* OBJECTIF *
Reproduisez à l'identique, dans l'extrait sur les pêcheurs de Boulogne-sur-Mer, le passage qui commence par les mots contenant "Avec cette période" et se termine par "peur au ventre.".

┌─ EXTRAIT

Avec cette période de confinement due au Covid-19, de nombreux marchés restent fermés. Un débouché en moins pour les pêcheurs déjà frappés par la fermeture des restaurants. A Boulogne-sur-Mer (Pas-de-Calais), certains continuent de travailler malgré tout, mais la peur au ventre.
Ce mercredi 1er avril, au petit matin, seuls trois chalutiers ont ramené du poisson, malgré de bonnes conditions météos. Une vingtaine d’autres sont restés à quai, au chômage technique. En cause les risques sanitaires liés à l'épidémie de Covid-19.
Impossible de respecter les gestes barrières
Le Manureva est l’un des rares chalutiers à être parti en mer malgré les risques de contagion. À son bord, l’équipage n’est pas rassuré. Ils n’ont ni masque ni les moyens de dépister les marins avec qui ils embarquent. Matthieu Verove, matelot, a un peu hésité avant d'embarquer : "On travaille l’un à côté de l’autre, on ne peut pas mettre en place de gestes barrière. Ma famille a un peu peur, elle ne veut pas trop que je parte en mer ..."
Le Manureva n’est parti pêcher que quatre jours depuis le début du confinement, par peur du virus, mais également par peur de ne pas réussir à écouler la marchandise. "C’est assez compliqué en ce moment, c’est assez anxiogène, d’une part pour le salaire des hommes et puis pour la rentabilité de l’entreprise" explique Maxime Fait, le patron pêcheur du Manureva.

└─
┌─ DOCUMENTS SOURCES

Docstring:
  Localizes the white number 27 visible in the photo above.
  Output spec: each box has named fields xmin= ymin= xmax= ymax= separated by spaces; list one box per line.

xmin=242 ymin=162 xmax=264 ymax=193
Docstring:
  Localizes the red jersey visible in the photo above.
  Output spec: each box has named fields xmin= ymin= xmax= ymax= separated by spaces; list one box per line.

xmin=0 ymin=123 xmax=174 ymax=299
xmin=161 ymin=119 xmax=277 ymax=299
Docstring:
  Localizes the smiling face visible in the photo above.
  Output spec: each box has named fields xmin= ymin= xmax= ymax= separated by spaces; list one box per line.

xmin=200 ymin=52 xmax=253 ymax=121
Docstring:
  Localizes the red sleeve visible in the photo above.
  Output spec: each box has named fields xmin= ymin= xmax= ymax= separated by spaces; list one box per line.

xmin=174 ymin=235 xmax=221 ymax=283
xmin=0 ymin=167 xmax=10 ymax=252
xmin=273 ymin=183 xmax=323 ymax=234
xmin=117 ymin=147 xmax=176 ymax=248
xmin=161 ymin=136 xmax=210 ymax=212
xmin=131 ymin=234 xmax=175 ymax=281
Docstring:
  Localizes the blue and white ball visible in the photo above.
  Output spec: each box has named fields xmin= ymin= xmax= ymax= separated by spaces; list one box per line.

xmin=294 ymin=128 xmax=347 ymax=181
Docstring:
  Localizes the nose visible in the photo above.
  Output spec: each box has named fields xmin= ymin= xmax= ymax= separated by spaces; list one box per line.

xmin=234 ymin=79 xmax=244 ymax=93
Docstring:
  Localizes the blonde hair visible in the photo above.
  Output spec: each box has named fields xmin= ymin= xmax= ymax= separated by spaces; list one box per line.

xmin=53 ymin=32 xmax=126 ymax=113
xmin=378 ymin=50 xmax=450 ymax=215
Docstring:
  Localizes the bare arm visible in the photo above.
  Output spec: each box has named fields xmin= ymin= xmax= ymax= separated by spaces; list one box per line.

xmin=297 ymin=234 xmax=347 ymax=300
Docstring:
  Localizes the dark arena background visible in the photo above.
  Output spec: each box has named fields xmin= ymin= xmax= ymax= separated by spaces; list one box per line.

└─

* CORRIGÉ *
Avec cette période de confinement due au Covid-19, de nombreux marchés restent fermés. Un débouché en moins pour les pêcheurs déjà frappés par la fermeture des restaurants. A Boulogne-sur-Mer (Pas-de-Calais), certains continuent de travailler malgré tout, mais la peur au ventre.